**原文抜粋**
中医アカデミーのシステムには国際中医師試験の過去問題をすべて登録してあるので、
勉強中に中医学を学びながら、国際中医師試験の準備に繋がります。
今回は逍遙散の投与に関する問題を紹介します。
問題内容:
患者は数ヶ月前より両脇脹痛、口燥咽乾、神疲乏力、不思飲食、月経不調、
月経前に乳房が張る、舌紅苔薄白、脈弦虚。治療でまず選ぶべき方剤はどれか?
A.四物湯
B.生化湯
C.逍遙散
D.温経湯
E.一貫煎
解釈について
選択肢Aの「四物湯」は血虚を治療する方剤です。脾虚と肝鬱との関係はありません。
選択肢Bの「生化湯」は血虚で宮寒瘀血による病証を治療する方剤で、
肝鬱と脾虚との関係はありません。
選択肢Cの「逍遙散」は肝鬱血虚、脾虚失健の病証を治療する方剤です。
選択肢Dの「温経湯」は衝任虚寒で瘀血阻滞による病症を治療する方剤で、
肝鬱と脾虚との関係はありません。
選択肢Eの「一貫煎」は肝陰不足、肝気不疏の病証を治療する方剤で、
脾虚との関係はありません。
従って、選択肢Cの「逍遙散」を選びます。
注意点:
「両脇脹痛、経不調、月経前に乳房が張る」は肝気不疏による病理状態を反映する症状です。
「神疲乏力、不思飲食」は気虚、脾気不健の状態を反映する症状です。
「舌紅苔薄白、脈弦虚」は脾虚と血虚と肝鬱があり、鬱熱を伴う病理状態を反映します。

**資料**
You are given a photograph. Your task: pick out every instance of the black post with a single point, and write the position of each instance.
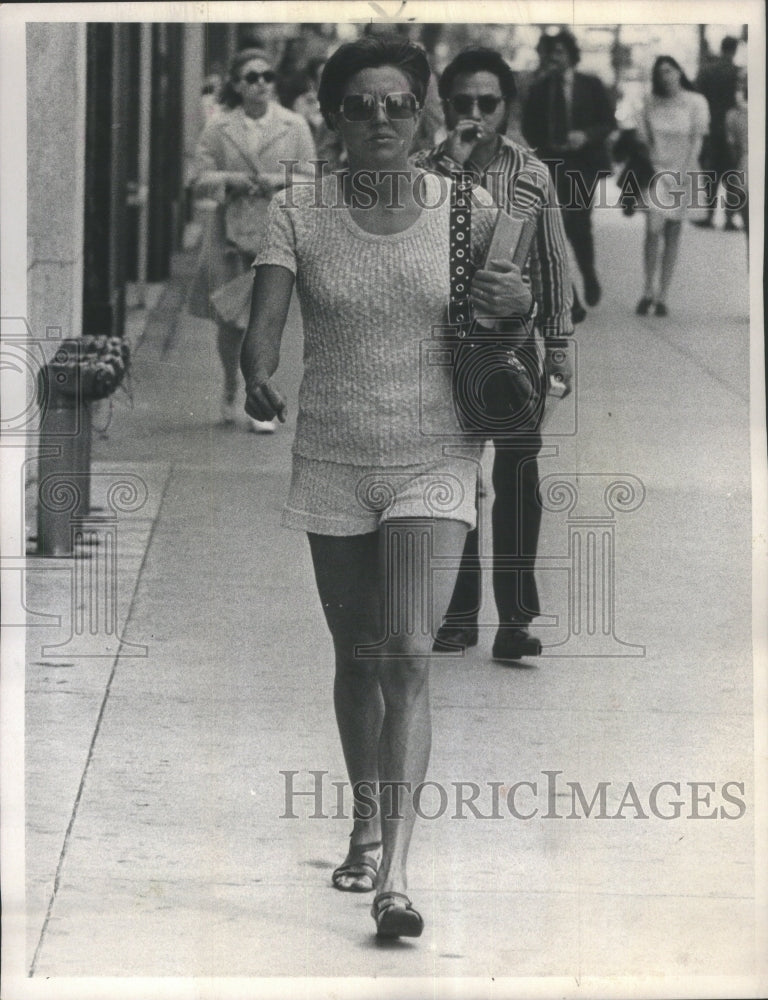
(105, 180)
==
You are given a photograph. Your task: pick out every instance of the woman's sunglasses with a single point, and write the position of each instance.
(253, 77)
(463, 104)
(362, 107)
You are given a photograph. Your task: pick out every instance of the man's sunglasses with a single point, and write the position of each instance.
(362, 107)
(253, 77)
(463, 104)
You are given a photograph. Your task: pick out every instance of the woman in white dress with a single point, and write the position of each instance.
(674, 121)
==
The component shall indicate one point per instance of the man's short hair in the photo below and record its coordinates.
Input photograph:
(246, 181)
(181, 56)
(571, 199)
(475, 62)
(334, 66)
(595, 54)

**作業依頼**
逍遙散の問題解説の続きを、最後の文の後から書き継ぐこと。 資料は原文とは別の出典から取ったものである。

**解答**
この分析から肝鬱血虚、脾虚失健と判断することができます。
この問題のトライで得るものは、
症例の情報を分析し、その病理要点が肝鬱血虚、脾虚失健であることを判断し
疏肝補脾のために、五つの方剤の中で、逍遙散を選ぶ理由がわかるようになります。
一貫煎と逍遥散には肝鬱を治療する共通点があり疏肝ができます。
相違点は、一貫煎は補陰を中心にした補陰剤ですが、
逍遥散は疏肝健脾を中心にして肝脾調和剤です。
両方剤の鑑別要点について、
逍遙散は補脾できますが、一貫煎はできません。
一貫煎は補陰できますが、逍遙散はできません。
逍遙散を投与する場合、陰虚の有無をチェックが必要あると考えられます。
従って、一つの方剤の問題のトライで、脾虚肝鬱の弁証、
逍遙散の投与ポイント、その注意点などの知識を手に入ることになります。
一つの問題にトライし概念を固めながら、関連する知識も
習得することができるのは中医学アカデミーの勉強システムの特徴の一つです。